§ Work request: In the mailing-list reply about Squid log rotation, list every fact stated in the quoted paragraph that begins "I'm running Squid 2.5S4".

One solution is to rotate the logs more frequently.
In squid.conf, specify how many old logs to keep with the line
logfile_rotate 5
where 5 is whatever number you choose.
Then use squid's built-in log rotation with in a crontab line like this:
30 8 * * * /usr/sbin/squid -k rotate
Leonardo Rodrigues Magalhães wrote:
>
> Hello Guys,
>
> I'm running Squid 2.5S4 on a RedHat 9 box in a not-small network (350
> machines). Web access is done only with authentication. That's working
> perfectly.
>
> But, when some machines got infected with ad-ware softwares and
> viruses, these softwares/viruses uses to make SEVERAL http requests for
> getting some data. But those access are all DENIED because these
> softwares/viruses doesnt authenticate in squid.

§ Extracted entries:
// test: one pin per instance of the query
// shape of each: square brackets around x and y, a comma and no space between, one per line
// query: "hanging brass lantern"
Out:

* * *

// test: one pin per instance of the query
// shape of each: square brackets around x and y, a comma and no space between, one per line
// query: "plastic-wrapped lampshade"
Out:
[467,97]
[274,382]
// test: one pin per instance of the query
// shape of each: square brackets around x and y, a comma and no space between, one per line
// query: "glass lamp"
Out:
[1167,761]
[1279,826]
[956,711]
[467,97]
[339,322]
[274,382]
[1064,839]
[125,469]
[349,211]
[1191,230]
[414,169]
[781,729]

...

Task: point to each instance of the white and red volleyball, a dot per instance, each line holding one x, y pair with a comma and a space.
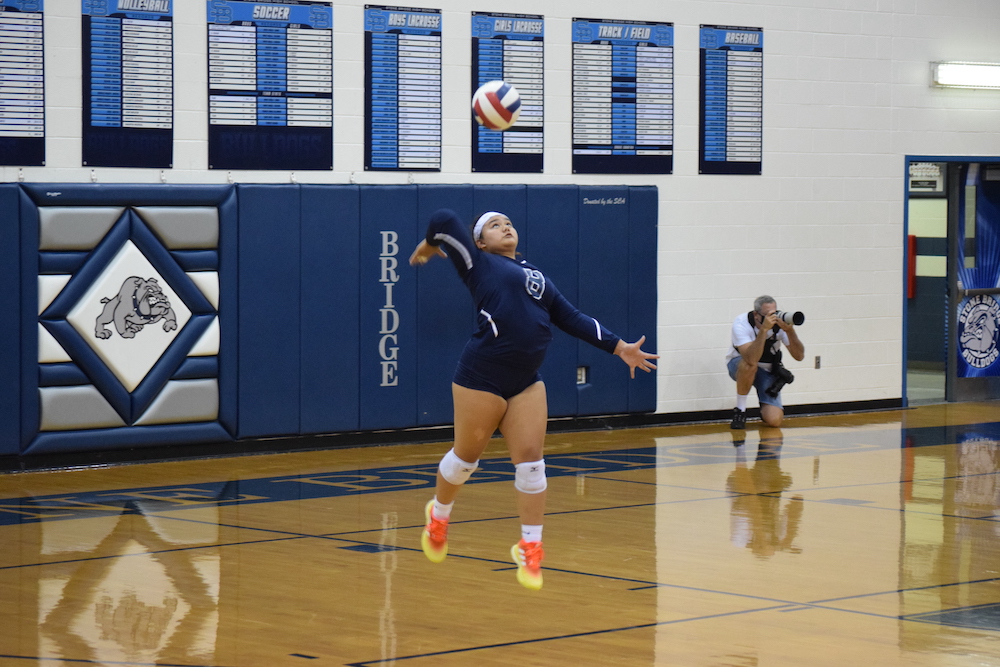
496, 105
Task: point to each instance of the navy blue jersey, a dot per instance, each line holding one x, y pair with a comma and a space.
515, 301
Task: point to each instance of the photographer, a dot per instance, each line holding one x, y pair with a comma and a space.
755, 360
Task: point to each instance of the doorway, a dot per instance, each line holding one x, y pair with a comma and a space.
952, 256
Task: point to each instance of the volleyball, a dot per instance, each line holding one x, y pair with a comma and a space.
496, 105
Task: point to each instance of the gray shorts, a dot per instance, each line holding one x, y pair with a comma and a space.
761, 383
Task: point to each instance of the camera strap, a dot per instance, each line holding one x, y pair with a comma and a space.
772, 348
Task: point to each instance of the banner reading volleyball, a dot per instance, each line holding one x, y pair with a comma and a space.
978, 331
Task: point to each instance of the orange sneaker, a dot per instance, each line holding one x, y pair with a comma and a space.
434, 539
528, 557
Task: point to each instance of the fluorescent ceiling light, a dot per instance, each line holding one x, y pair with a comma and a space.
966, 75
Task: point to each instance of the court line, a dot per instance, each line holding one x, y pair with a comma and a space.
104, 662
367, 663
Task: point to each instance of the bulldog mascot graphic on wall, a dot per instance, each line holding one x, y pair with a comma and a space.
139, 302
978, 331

§ Reply to the task:
- The sender is running Squid 2.5S4.
- It runs on a RedHat 9 box.
- The network is not small, with 350 machines.
- Web access is done only with authentication.
- The authentication is working perfectly.